#### PROBLEM STATEMENT:
Select each line of the records below that contains the word "boat" and copy it.

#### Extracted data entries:
^^^^^^^^^^^^^^^^
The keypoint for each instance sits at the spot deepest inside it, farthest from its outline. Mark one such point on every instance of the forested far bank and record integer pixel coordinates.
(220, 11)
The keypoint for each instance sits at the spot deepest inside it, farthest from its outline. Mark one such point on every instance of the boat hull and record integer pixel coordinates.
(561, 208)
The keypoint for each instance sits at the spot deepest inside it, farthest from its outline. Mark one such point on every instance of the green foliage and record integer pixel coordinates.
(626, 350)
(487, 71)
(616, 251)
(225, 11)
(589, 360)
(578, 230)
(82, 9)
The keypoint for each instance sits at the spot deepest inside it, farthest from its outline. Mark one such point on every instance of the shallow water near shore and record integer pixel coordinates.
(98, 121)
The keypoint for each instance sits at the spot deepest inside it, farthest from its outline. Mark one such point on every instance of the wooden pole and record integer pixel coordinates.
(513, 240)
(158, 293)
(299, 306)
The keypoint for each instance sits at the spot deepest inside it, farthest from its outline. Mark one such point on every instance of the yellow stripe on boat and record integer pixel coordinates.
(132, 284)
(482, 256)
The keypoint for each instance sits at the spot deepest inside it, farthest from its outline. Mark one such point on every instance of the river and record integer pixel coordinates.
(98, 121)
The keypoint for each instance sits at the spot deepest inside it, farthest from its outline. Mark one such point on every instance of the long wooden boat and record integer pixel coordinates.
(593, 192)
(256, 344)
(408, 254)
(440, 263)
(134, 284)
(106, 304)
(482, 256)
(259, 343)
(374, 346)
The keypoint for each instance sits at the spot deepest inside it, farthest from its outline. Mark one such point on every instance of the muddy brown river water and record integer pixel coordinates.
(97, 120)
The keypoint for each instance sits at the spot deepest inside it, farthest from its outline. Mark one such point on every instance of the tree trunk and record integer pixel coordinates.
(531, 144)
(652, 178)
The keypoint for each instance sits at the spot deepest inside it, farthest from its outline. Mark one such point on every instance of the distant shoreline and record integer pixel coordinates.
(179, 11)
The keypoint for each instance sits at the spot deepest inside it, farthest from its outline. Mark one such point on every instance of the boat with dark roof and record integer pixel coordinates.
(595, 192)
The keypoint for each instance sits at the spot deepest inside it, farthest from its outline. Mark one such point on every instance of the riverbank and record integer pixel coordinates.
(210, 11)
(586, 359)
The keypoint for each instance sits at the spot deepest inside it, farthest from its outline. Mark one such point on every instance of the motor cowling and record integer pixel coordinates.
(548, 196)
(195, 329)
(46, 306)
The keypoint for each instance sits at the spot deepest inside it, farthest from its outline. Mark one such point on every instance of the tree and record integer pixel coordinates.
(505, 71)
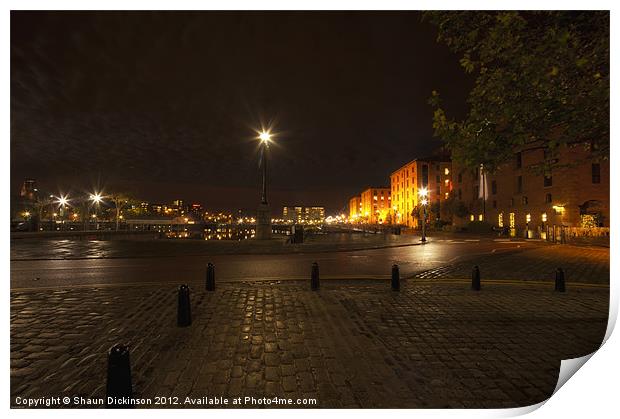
^^^^^^^^^^^^^^^^
#### WRITTEN ANSWER:
The keypoint for each instance sits at the spot deepest inside it, farthest from its outline. Mark one such point on every instance of the boat hull and record integer pixel coordinates.
The keypoint for each instance sits at the spot deepest inside it, farthest from its outline. Mark one such point on every instance of the yellow stripe on boat and record integer pixel coordinates.
The keypoint for each instance sits at the spot deepest inside it, farthest from its outline. Mark one such point on every instance of the long wooden boat and record integer pixel coordinates.
The keypoint for each instance sits at the spot deepest inside it, farthest from its outline. Mark one such point on every instance of the boat with dark roof and record integer pixel coordinates.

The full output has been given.